• [SHORT PROBLEM]
Write out, character for character, the line containing "Each instance of the house window" and all lines after it up to the end of the listing.

+--

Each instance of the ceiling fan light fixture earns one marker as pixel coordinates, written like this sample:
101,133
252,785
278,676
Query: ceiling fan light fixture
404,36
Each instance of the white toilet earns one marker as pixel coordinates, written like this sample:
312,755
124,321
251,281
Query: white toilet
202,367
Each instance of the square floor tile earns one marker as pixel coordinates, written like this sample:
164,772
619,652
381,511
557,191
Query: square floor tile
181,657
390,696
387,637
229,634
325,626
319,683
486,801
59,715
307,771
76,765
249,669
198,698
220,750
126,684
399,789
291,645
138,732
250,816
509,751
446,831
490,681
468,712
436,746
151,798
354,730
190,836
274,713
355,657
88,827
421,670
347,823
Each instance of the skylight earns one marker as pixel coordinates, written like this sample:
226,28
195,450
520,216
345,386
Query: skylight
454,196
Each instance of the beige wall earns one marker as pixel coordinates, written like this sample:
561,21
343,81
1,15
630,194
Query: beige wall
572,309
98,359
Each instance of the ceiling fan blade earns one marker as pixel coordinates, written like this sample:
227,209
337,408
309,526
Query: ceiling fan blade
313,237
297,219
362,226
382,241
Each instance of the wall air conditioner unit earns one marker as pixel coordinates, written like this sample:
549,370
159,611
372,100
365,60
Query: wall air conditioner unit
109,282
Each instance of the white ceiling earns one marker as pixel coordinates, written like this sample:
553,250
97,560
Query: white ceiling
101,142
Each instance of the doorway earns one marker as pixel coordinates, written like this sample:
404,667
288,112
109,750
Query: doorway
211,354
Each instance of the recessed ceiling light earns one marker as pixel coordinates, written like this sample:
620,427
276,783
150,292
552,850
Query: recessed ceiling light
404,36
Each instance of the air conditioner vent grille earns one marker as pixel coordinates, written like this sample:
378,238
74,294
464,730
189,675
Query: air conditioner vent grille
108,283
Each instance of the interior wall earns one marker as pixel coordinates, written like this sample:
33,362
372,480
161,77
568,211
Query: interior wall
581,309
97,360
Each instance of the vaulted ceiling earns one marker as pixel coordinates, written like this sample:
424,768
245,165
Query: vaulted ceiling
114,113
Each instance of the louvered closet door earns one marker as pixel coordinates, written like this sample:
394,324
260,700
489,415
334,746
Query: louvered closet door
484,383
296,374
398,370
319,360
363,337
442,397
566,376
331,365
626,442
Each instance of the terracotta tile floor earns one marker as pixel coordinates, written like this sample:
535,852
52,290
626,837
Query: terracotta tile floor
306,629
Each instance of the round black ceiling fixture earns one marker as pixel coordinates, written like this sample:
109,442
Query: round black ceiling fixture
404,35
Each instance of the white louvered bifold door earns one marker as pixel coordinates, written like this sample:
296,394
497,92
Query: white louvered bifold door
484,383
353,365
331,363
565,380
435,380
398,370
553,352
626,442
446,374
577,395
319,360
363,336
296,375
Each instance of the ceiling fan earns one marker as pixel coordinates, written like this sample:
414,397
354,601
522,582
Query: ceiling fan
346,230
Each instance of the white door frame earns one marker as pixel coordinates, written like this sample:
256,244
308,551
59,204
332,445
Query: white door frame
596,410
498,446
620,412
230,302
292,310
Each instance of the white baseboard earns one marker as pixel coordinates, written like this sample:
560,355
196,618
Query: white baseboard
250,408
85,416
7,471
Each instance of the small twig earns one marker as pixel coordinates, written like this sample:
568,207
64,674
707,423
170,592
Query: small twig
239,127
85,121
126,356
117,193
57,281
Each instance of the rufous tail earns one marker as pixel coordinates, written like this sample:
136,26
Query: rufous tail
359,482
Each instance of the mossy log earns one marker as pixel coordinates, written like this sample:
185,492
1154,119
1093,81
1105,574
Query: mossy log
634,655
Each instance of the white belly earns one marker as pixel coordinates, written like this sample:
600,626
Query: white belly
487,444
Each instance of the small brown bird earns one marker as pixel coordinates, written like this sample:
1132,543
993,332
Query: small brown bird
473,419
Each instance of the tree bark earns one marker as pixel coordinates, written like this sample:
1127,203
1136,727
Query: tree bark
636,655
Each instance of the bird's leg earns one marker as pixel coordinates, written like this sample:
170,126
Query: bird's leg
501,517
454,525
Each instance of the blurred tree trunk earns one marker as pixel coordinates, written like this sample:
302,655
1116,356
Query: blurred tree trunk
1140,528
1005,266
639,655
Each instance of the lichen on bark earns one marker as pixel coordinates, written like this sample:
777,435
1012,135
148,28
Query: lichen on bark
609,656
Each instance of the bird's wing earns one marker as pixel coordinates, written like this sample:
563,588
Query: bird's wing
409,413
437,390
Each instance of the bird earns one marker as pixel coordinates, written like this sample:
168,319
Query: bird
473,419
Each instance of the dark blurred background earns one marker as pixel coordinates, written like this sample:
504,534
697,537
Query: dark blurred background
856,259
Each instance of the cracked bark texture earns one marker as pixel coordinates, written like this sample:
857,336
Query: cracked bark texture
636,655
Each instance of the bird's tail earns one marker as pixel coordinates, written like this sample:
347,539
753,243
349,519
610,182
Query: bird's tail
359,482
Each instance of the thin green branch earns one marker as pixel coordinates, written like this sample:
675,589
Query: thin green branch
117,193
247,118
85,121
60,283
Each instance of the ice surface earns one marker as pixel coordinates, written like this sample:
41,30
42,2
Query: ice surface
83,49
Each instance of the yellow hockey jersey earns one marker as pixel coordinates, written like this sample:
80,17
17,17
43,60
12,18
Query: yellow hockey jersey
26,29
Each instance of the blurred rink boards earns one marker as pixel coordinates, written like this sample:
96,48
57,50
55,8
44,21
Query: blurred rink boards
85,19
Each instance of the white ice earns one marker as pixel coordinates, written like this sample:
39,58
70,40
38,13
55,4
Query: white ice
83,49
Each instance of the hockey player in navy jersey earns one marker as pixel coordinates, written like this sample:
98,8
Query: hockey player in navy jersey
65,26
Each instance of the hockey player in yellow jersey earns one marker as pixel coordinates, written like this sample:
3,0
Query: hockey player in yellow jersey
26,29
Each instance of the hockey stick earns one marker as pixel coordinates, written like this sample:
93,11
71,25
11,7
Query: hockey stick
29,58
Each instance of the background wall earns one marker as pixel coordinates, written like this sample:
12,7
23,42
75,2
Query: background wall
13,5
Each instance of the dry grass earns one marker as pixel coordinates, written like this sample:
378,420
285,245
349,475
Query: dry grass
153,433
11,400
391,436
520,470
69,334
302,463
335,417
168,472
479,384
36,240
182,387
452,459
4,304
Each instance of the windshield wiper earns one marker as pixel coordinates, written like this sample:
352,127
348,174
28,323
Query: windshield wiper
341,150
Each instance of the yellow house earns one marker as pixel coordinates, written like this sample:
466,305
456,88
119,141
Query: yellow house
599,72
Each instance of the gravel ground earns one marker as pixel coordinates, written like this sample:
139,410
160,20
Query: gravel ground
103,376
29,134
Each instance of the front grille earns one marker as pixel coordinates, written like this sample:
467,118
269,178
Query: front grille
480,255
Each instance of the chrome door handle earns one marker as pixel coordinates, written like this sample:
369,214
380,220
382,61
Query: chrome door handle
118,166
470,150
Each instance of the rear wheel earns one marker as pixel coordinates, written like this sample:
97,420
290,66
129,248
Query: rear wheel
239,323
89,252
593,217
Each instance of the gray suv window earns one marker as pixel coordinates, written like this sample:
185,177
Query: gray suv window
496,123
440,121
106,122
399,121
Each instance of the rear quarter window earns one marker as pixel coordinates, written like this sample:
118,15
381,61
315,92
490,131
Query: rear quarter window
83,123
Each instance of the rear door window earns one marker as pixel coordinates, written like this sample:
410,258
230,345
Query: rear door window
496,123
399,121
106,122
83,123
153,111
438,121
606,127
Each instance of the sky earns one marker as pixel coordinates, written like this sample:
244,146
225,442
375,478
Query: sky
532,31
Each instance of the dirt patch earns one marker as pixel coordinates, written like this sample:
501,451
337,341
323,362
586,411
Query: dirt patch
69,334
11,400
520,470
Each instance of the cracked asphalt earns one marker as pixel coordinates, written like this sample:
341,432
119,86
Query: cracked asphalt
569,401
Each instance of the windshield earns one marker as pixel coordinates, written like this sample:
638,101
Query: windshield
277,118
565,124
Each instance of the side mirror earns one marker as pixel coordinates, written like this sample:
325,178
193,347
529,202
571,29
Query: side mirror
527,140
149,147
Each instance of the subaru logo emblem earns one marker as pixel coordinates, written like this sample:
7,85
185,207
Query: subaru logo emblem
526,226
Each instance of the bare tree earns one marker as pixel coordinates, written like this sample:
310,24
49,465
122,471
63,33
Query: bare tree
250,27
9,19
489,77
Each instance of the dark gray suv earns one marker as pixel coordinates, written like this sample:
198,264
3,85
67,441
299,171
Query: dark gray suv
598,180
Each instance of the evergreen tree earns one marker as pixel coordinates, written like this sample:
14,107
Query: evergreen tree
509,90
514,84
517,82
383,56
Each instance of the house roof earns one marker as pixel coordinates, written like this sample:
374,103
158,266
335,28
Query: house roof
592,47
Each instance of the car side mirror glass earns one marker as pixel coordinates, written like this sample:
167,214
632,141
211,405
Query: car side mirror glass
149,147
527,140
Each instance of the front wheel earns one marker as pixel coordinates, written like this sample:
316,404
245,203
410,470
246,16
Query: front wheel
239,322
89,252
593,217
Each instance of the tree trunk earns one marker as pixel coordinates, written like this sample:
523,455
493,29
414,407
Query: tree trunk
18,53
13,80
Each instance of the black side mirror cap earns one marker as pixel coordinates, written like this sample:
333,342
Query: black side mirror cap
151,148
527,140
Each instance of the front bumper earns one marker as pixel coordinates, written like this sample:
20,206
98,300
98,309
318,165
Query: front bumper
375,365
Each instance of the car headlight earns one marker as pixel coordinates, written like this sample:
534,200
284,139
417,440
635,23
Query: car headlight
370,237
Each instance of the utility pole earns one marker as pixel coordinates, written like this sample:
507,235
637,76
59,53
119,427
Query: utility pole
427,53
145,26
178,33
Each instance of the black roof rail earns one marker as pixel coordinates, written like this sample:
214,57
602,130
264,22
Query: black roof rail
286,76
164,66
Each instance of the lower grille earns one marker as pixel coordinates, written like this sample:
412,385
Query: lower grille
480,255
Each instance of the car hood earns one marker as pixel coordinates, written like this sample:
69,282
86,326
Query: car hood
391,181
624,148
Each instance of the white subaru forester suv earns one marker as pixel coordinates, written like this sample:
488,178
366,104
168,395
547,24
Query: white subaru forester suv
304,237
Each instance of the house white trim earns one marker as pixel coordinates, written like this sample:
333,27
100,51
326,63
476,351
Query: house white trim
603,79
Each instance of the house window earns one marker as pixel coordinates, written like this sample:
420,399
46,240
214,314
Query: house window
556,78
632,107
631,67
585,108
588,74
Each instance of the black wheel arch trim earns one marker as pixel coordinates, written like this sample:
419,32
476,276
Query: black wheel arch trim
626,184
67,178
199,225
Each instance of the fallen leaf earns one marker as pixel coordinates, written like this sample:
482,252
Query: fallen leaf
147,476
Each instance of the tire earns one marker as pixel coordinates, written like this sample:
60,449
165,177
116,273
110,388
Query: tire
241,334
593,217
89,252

+--

• [COMPLETE OUTPUT]
Each instance of the house window earns one marker as pixel coordinates, written like this sample:
420,399
46,240
214,314
Query: house window
556,78
632,107
631,67
585,108
588,74
Each instance of the black wheel arch trim earns one marker as pixel coordinates, written like this sample:
419,32
476,276
Query: black wheel arch trim
626,184
67,178
199,225
Each instance of the fallen leaf earns one marker as pixel coordinates, written like this sample:
482,252
Query: fallen leaf
147,476
Each instance of the tire earns one marker as pixel coordinates, written like this sample:
60,449
165,177
116,273
110,388
Query: tire
241,334
593,217
89,252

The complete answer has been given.